* Begin DATASET ENTRIES *

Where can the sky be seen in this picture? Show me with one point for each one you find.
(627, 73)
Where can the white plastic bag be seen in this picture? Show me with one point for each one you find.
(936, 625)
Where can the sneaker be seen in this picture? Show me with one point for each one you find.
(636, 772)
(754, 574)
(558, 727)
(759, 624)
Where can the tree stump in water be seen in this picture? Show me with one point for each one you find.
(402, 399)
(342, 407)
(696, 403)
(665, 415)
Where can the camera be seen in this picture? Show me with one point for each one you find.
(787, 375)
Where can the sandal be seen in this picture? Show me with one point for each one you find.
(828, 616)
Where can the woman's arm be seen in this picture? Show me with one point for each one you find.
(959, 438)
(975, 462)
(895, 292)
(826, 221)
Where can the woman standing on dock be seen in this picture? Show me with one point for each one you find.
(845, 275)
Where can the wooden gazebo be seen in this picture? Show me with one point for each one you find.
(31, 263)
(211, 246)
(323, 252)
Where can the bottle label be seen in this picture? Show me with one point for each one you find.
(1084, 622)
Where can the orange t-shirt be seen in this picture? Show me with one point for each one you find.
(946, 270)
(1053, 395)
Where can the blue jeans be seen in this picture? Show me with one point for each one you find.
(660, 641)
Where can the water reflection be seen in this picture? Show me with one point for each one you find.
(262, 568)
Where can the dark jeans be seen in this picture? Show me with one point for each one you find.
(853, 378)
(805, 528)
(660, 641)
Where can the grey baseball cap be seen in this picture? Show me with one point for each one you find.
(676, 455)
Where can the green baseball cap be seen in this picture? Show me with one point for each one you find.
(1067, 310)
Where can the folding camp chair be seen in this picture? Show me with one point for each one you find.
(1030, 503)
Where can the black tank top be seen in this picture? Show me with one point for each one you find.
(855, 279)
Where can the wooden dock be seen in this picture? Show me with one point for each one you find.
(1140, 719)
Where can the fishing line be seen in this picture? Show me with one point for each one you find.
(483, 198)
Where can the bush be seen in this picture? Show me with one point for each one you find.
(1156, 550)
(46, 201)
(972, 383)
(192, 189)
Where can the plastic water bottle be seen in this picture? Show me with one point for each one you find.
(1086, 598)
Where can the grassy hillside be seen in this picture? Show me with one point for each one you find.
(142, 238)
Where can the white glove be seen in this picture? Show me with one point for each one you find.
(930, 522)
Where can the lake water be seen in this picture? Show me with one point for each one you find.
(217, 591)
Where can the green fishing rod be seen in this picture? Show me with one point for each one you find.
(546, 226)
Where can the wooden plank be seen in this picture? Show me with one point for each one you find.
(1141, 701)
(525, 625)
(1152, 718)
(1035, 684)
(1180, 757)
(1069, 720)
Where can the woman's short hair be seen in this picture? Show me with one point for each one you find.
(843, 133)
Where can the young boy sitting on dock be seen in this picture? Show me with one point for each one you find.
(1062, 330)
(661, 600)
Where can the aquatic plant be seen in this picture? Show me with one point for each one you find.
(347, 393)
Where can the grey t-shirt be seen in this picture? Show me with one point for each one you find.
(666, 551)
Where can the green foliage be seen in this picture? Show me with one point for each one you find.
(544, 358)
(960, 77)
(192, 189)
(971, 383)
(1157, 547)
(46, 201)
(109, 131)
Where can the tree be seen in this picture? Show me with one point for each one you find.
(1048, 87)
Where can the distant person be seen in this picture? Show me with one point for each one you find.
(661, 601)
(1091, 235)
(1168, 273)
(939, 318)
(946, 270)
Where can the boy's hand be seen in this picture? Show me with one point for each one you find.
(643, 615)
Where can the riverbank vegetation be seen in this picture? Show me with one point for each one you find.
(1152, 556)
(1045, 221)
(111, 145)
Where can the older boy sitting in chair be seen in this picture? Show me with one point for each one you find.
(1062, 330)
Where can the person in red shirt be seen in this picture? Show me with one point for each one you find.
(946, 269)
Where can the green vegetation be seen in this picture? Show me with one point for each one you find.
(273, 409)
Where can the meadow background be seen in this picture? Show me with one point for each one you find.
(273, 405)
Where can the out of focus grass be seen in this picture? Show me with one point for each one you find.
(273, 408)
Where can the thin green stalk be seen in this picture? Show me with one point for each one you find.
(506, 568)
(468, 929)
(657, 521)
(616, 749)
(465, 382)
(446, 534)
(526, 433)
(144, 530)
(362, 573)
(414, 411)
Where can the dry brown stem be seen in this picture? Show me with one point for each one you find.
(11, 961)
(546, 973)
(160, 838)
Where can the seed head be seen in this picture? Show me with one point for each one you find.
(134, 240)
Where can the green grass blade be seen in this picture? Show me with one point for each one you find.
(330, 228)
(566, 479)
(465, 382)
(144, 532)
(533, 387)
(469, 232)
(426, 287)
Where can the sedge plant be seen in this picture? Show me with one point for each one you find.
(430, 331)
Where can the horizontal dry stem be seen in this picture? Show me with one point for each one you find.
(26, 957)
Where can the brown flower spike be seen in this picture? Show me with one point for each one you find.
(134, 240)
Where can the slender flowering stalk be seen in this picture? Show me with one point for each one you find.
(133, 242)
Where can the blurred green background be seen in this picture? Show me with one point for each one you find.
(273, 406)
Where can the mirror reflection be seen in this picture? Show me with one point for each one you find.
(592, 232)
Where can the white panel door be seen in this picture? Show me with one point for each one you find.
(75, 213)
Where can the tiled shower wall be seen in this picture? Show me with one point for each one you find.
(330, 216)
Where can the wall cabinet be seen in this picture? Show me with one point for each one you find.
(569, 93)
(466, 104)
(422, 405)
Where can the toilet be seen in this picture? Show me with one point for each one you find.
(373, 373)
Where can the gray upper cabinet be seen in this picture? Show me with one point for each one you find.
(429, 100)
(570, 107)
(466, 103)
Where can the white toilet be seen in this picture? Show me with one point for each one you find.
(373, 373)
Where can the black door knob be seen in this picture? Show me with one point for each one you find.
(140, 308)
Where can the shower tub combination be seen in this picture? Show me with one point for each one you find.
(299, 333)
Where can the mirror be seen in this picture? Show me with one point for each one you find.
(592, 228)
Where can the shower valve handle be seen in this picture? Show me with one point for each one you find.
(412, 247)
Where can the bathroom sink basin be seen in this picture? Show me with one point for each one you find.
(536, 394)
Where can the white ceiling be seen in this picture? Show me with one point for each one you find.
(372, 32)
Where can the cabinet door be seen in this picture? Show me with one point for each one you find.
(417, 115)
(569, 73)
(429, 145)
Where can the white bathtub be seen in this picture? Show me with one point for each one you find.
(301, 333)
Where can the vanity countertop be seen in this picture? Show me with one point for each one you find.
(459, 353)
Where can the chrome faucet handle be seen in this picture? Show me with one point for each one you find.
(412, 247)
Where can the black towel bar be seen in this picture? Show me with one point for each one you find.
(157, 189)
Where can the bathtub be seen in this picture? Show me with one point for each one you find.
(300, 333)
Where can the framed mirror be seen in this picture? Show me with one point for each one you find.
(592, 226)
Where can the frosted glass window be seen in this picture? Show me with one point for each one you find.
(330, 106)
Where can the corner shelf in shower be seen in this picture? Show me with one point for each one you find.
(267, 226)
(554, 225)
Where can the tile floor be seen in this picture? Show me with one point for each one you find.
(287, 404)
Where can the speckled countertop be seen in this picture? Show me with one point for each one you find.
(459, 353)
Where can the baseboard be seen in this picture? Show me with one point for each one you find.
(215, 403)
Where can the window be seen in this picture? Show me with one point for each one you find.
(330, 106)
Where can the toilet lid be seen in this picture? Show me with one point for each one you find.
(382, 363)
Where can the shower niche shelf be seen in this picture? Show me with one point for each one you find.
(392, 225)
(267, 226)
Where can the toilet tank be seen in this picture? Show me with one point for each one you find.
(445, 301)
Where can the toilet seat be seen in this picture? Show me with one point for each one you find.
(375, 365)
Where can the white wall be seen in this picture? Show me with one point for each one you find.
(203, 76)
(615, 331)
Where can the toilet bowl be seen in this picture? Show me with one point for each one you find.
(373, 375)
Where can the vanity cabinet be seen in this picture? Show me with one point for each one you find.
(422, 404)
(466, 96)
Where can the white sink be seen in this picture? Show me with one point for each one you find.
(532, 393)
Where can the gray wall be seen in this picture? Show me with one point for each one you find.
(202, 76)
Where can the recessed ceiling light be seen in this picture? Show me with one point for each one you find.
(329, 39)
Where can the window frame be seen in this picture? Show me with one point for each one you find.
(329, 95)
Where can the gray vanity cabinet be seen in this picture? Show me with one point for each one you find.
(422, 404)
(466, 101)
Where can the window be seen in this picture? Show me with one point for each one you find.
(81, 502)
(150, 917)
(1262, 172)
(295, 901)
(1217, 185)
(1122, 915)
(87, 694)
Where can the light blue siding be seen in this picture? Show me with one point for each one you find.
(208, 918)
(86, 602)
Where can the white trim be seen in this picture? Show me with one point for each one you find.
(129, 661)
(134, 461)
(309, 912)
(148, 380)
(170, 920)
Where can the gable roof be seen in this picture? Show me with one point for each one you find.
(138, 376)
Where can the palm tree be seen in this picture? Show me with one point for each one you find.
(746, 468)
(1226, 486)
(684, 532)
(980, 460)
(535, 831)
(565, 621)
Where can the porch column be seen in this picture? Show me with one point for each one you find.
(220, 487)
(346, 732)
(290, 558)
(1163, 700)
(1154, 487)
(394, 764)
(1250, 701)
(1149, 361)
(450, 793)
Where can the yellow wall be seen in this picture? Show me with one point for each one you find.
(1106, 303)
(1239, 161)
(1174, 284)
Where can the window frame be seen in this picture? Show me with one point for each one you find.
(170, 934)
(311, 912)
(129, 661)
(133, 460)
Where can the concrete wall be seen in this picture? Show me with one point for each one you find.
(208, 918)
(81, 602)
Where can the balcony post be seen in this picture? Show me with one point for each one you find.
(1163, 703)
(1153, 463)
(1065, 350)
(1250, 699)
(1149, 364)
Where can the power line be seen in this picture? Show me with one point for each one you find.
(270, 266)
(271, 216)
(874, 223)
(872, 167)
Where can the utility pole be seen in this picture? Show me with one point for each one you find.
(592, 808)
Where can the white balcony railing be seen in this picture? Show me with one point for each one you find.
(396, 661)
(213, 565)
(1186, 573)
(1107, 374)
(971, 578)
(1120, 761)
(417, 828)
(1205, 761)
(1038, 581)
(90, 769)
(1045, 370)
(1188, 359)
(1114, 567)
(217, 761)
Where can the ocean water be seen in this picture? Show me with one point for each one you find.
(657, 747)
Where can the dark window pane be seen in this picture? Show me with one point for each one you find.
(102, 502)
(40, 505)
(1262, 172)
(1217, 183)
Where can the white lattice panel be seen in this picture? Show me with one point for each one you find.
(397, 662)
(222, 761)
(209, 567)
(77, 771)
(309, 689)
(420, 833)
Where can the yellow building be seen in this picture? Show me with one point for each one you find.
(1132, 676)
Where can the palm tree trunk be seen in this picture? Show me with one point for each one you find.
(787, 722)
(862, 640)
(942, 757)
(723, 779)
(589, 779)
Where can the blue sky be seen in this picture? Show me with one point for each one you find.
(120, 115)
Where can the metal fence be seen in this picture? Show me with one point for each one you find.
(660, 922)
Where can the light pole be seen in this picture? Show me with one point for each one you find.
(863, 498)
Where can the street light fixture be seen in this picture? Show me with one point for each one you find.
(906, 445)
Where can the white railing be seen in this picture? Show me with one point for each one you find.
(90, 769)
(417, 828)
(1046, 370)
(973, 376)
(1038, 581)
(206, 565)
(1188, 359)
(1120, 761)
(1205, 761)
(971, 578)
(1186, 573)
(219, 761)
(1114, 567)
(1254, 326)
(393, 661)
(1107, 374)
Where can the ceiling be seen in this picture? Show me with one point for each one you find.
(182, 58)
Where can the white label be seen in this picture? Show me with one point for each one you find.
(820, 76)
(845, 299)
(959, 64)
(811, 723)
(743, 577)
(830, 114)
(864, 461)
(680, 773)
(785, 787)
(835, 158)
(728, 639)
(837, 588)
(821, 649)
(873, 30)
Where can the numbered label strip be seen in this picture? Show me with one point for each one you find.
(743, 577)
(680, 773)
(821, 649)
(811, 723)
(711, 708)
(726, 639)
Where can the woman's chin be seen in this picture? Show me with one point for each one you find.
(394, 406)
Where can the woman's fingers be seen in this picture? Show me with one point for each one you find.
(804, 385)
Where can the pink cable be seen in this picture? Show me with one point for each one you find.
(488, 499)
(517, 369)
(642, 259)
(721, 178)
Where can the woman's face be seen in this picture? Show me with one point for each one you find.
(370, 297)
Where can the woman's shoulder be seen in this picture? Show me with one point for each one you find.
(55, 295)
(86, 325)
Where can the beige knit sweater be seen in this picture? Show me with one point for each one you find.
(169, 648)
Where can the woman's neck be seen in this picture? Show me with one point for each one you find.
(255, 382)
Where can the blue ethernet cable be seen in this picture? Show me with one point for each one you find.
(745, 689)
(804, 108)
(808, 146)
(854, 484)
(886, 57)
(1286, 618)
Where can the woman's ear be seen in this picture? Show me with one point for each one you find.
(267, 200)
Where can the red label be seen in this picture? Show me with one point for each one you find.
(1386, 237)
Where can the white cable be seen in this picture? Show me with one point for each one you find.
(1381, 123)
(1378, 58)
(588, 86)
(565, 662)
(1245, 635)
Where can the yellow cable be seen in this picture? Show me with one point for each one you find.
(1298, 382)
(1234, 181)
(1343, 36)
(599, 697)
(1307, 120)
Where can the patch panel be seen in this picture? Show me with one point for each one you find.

* End DATASET ENTRIES *

**OBJECTIVE**
Copy the records from the beginning through the line containing "(1030, 503)", and switch "baseball cap" to "ball cap" wherever it occurs in that span. Keep everything else unchanged.

**ANSWER TO THIS TASK**
Where can the sky be seen in this picture? Show me with one point for each one you find.
(627, 73)
Where can the white plastic bag be seen in this picture? Show me with one point for each one you find.
(936, 625)
Where can the sneaker be seen in this picture? Show me with one point for each one you find.
(636, 772)
(754, 574)
(558, 727)
(759, 624)
Where can the tree stump in water be seen in this picture? Show me with one point for each one you find.
(402, 399)
(342, 407)
(696, 403)
(665, 415)
Where can the camera be seen in this picture? Show me with one point for each one you find.
(787, 375)
Where can the sandal be seen in this picture? Show me with one point for each one you find.
(828, 616)
Where can the woman's arm be seen in this picture? Show me with one point for each one you find.
(959, 438)
(975, 462)
(895, 292)
(826, 221)
Where can the woman standing on dock be seen in this picture? Show me with one point for each one you find.
(845, 275)
Where can the wooden gazebo be seen in this picture? Show me with one point for each one you find.
(31, 263)
(211, 246)
(323, 252)
Where can the bottle label be seen in this picture? Show me with one point for each one you find.
(1084, 622)
Where can the orange t-shirt be seen in this picture? Show me with one point for each one you find.
(946, 270)
(1053, 395)
Where can the blue jeans be seen in this picture? Show me with one point for each one you find.
(660, 641)
Where can the water reflection be seen in this picture? Show me with one point for each one you find.
(262, 568)
Where can the dark jeans be seen in this picture? Show me with one point for each one you find.
(853, 378)
(805, 528)
(660, 641)
Where can the grey ball cap be seen in this picture? Show me with one point for each one you find.
(676, 455)
Where can the green ball cap be seen in this picture? Show me with one point for each one you find.
(1067, 310)
Where can the folding camp chair be seen in this picture? Show me with one point for each one you find.
(1030, 503)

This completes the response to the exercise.